_To be done_: Reproduce the lines from the one containing "Every instance of the statue's head gets" through the one containing "Please outline every instance of the statue's", inclusive, and swap every "statue's head" for "marble bust". Leave everything else unchanged.

_Material provided_:
*-*-*

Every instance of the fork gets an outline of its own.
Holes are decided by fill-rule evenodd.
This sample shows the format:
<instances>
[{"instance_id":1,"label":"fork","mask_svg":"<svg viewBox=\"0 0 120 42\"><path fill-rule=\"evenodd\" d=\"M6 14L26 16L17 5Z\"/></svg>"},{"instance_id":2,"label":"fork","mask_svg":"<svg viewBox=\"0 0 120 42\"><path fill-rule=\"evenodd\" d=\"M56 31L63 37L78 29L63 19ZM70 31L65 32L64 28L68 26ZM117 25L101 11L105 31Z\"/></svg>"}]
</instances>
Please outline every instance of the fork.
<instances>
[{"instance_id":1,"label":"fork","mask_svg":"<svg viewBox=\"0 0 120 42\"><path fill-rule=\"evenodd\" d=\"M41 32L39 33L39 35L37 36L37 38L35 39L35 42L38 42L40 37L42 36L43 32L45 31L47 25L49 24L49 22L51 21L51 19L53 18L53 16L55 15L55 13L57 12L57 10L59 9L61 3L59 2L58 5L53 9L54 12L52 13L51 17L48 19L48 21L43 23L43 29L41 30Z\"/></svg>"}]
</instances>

*-*-*

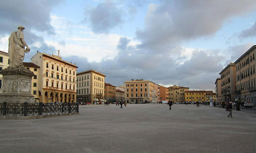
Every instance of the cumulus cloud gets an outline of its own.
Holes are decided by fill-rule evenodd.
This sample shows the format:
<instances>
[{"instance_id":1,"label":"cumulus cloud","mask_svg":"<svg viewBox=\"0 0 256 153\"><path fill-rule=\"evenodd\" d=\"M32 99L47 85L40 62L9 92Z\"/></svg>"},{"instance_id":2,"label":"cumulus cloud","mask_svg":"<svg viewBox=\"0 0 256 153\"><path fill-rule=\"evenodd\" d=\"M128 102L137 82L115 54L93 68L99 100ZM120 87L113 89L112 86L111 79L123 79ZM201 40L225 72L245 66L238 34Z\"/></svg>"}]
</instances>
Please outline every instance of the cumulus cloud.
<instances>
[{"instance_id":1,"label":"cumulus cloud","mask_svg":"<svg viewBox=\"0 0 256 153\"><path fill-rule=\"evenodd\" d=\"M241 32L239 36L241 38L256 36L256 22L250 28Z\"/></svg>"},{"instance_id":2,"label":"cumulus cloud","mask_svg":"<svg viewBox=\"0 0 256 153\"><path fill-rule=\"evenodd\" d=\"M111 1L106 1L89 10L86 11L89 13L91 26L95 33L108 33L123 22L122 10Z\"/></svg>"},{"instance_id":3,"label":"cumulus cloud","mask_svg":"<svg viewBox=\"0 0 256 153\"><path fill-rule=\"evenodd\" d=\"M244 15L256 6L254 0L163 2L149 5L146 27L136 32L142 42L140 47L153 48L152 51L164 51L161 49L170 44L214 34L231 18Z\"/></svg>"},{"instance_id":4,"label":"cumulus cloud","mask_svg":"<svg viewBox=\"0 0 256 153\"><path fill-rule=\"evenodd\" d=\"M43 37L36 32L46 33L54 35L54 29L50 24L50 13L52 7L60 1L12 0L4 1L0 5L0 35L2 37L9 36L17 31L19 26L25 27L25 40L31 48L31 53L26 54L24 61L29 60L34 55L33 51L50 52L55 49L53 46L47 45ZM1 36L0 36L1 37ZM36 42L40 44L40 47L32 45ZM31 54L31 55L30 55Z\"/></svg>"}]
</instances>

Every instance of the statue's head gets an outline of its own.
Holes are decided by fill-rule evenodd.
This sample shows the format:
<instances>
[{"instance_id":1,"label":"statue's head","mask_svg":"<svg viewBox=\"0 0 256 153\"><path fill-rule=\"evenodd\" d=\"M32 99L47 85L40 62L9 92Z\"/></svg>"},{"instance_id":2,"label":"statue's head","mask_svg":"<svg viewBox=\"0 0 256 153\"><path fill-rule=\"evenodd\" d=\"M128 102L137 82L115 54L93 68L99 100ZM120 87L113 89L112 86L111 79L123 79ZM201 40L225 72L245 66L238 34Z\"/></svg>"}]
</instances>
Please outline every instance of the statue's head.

*-*-*

_Response to this exercise_:
Every instance of the marble bust gets an outline of its own.
Holes are decided by fill-rule evenodd.
This sample shows the format:
<instances>
[{"instance_id":1,"label":"marble bust","mask_svg":"<svg viewBox=\"0 0 256 153\"><path fill-rule=\"evenodd\" d=\"M32 99L47 85L40 62L9 92Z\"/></svg>"},{"instance_id":2,"label":"marble bust","mask_svg":"<svg viewBox=\"0 0 256 153\"><path fill-rule=\"evenodd\" d=\"M128 102L137 82L115 54L93 68L99 100ZM120 87L113 89L112 86L111 79L123 79ZM201 40L225 72L245 66L238 34Z\"/></svg>"}]
</instances>
Please outline every instance of the marble bust.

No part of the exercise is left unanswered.